■ Requirement ■
Reproduce every one of the records below verbatim, changing nothing.

■ Information supplied ■
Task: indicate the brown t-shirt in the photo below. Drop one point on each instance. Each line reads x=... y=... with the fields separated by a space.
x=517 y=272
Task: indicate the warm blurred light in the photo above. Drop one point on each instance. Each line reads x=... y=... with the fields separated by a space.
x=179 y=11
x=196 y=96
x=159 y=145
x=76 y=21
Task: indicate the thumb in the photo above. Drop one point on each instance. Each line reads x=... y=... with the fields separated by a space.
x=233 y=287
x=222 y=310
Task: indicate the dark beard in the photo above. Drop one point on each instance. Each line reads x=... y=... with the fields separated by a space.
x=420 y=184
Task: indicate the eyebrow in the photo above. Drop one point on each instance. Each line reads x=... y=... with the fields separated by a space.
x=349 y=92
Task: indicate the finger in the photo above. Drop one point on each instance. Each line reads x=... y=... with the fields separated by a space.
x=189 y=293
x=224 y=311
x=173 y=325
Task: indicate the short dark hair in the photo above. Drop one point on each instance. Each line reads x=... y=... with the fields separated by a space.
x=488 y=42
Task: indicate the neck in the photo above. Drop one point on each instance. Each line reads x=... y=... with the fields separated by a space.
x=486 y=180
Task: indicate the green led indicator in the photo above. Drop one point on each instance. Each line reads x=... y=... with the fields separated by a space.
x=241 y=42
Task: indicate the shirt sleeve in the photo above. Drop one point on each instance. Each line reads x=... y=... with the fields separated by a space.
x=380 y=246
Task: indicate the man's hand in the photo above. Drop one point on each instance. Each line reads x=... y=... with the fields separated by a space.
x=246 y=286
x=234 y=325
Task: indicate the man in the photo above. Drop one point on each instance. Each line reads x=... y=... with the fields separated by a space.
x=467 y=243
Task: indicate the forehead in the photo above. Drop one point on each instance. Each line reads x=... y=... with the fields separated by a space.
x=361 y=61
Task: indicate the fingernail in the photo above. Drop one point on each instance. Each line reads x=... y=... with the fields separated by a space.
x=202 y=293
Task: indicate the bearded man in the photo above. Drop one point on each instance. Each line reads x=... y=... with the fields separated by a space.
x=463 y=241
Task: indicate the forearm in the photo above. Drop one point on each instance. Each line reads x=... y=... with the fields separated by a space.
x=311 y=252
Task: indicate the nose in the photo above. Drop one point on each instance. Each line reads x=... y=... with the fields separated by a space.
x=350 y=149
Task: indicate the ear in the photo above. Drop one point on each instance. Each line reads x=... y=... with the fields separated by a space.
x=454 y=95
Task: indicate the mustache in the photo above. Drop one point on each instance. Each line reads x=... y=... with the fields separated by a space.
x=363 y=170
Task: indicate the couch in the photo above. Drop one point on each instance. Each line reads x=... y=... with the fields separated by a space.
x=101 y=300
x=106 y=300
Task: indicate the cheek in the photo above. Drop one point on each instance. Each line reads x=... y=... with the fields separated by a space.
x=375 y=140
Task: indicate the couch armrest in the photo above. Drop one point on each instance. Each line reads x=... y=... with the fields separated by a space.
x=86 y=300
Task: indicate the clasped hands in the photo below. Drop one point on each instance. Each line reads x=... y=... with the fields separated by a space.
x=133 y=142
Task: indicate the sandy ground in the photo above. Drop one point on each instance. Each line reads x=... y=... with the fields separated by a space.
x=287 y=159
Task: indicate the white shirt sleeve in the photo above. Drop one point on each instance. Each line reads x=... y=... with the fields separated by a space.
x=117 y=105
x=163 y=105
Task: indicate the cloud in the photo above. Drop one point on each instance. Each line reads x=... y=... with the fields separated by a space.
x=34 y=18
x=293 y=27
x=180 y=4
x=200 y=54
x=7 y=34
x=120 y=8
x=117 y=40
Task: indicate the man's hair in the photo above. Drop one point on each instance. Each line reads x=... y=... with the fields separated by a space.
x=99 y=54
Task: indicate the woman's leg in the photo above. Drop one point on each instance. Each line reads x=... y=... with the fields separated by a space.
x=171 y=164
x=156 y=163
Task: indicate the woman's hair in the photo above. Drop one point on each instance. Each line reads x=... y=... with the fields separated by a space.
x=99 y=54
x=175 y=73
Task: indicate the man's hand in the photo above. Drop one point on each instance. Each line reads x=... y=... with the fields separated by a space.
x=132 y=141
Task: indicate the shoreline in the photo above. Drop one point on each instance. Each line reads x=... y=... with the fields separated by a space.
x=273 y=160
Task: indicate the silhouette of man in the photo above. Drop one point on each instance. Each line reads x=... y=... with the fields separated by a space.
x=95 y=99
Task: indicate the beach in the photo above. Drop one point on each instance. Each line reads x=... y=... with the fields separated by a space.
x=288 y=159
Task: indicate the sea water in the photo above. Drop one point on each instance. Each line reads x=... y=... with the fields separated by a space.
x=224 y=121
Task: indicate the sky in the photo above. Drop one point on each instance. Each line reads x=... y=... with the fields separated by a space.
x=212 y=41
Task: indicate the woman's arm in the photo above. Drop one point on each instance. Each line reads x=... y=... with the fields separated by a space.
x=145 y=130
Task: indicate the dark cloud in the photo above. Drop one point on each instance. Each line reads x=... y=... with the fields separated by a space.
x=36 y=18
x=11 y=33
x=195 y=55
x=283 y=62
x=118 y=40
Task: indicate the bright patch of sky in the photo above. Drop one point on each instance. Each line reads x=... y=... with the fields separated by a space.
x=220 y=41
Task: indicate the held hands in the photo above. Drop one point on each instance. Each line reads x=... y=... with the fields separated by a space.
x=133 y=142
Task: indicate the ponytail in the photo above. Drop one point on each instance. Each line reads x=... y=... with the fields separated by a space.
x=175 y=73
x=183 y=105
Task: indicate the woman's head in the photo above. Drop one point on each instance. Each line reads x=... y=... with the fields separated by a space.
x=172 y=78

■ Response below ■
Task: indicate the brown t-shirt in the photo below. Drop one point on each instance. Each line reads x=... y=... with the fields separated by a space.
x=517 y=272
Task: indicate the warm blurred light in the photo above. Drop one point on each instance. Each line reads x=... y=... with the fields separated by a space.
x=179 y=11
x=196 y=96
x=159 y=145
x=76 y=21
Task: indicate the thumb in the photo above. Drop one point on each instance. Each line reads x=... y=... with the fields separated by a space.
x=233 y=287
x=222 y=310
Task: indicate the dark beard in the photo above. Drop one point on each instance. Each line reads x=... y=... with the fields separated by a space.
x=420 y=184
Task: indicate the eyebrow in the photo above. Drop one point on each instance. Each line reads x=... y=... with the fields separated by a space.
x=349 y=92
Task: indicate the finger in the photo above. Drop one point on each instance. Each line reads x=... y=... with the fields separated by a space.
x=189 y=293
x=224 y=311
x=173 y=325
Task: indicate the short dark hair in the photo above. Drop one point on each instance. Each line reads x=... y=... with the fields separated by a space.
x=488 y=42
Task: indicate the neck in the photo above. Drop one point on each instance. Each line reads x=... y=... with the fields separated by a space.
x=486 y=180
Task: indicate the green led indicator in the photo above. Drop one point on each instance. Each line reads x=... y=... with the fields separated by a space.
x=241 y=42
Task: indicate the shirt sleeve in the photo above. Drop one point on each instance. Each line reads x=... y=... with the fields separated by a space.
x=380 y=246
Task: indicate the man's hand in the photo above. Drop one point on each instance. Each line reads x=... y=... with the fields separated by a space.
x=246 y=286
x=234 y=325
Task: indicate the man in the photo above. Drop one point on each instance. Each line reads x=... y=... with the fields separated by a space.
x=467 y=243
Task: indicate the forehead in the photo above. Drop one point on each instance. Each line reads x=... y=... with the fields separated by a space.
x=361 y=61
Task: indicate the fingernail in the photo above. Drop one point on each instance. Each line reads x=... y=... with the fields separated by a space.
x=202 y=293
Task: indicate the bearded man in the photo above. Drop one point on each instance. Each line reads x=... y=... with the fields separated by a space.
x=463 y=241
Task: indicate the forearm in the photo above. Drop one point on each instance. Each line reads x=... y=... with the fields separated by a space.
x=311 y=252
Task: indicate the nose in the photo above. Drop one point on each instance. Each line reads x=... y=... with the fields separated by a space.
x=350 y=149
Task: indicate the ear in the photo above. Drop one point on each instance. Each line reads x=... y=... with the fields separated by a space.
x=454 y=95
Task: indicate the mustache in the photo above. Drop one point on each instance. Each line reads x=... y=... with the fields separated by a space.
x=363 y=170
Task: indicate the couch in the photo above. Drop one point on each instance. Each line reads x=... y=... with the fields separated by a space.
x=101 y=300
x=106 y=300
Task: indicate the cheek in the photo above. Drop one point on each instance. Each line reads x=... y=... with the fields separated by a space.
x=375 y=140
Task: indicate the couch armrest in the photo above. Drop one point on each instance. Each line reads x=... y=... with the fields separated by a space.
x=86 y=300
Task: indicate the clasped hands in the photo below. Drop one point on each instance. Each line reads x=... y=... with the fields separated by a space.
x=133 y=142
Task: indicate the sandy ground in the photo above. Drop one point on each instance. Each line reads x=... y=... with the fields separated by a space.
x=287 y=159
Task: indicate the white shirt sleeve in the photo above. Drop one point on each instance. Each line reads x=... y=... with the fields separated by a space.
x=117 y=105
x=163 y=105
Task: indicate the cloud in the photo above. Drop one point on each instance. Each line reads x=... y=... with the fields separated by a space.
x=34 y=18
x=293 y=27
x=180 y=4
x=200 y=54
x=7 y=34
x=120 y=8
x=117 y=40
Task: indicate the man's hair in the photo above. Drop one point on each instance. Each line reads x=... y=... with the fields separated by a space.
x=99 y=54
Task: indicate the woman's leg in the photo above. Drop one point on each instance. Each line reads x=... y=... with the fields separated by a space.
x=171 y=164
x=156 y=163
Task: indicate the woman's hair in the photo above. Drop one point on each instance. Each line reads x=... y=... with the fields separated by a space.
x=99 y=54
x=175 y=73
Task: indicate the man's hand in the photo above. Drop one point on each instance. Each line reads x=... y=... with the fields separated by a space.
x=132 y=141
Task: indicate the shoreline in the photo above. Drop one point on each instance. Each line reads x=... y=... with the fields separated by a space.
x=273 y=160
Task: indicate the silhouette of man in the photo above. Drop one point on each instance. Each line reads x=... y=... with the fields separated by a space.
x=95 y=99
Task: indicate the beach in the photo above. Drop one point on each instance. Each line reads x=... y=... with the fields separated by a space.
x=288 y=159
Task: indicate the sea water in the photo above. Drop one point on each instance. Each line reads x=... y=... with the fields separated by a space.
x=224 y=121
Task: indicate the sky in the photo above. Drop one point on each instance. Each line reads x=... y=... with the fields separated by a space.
x=212 y=41
Task: indicate the woman's arm in the photo above. Drop one point on each instance. Each line reads x=... y=... with the fields separated by a space.
x=145 y=130
Task: indicate the dark cloud in the photo above. Drop one point on each instance. Each line reads x=... y=... with the fields separated by a space.
x=36 y=18
x=11 y=33
x=195 y=55
x=283 y=62
x=118 y=40
Task: indicate the bright patch of sky in the photo above. Drop one point on each instance. Each line reads x=... y=... with the fields separated by a space.
x=220 y=41
Task: indicate the held hands in the photo above. Drop one point on each instance. Each line reads x=... y=... with the fields separated by a space.
x=133 y=142
Task: indicate the ponytail in the photo above. Drop one point on each instance. Each line reads x=... y=... with the fields separated by a space.
x=175 y=73
x=183 y=105
Task: indicate the woman's head in the photo above. Drop one point on each instance. Each line reads x=... y=... with the fields separated by a space.
x=172 y=78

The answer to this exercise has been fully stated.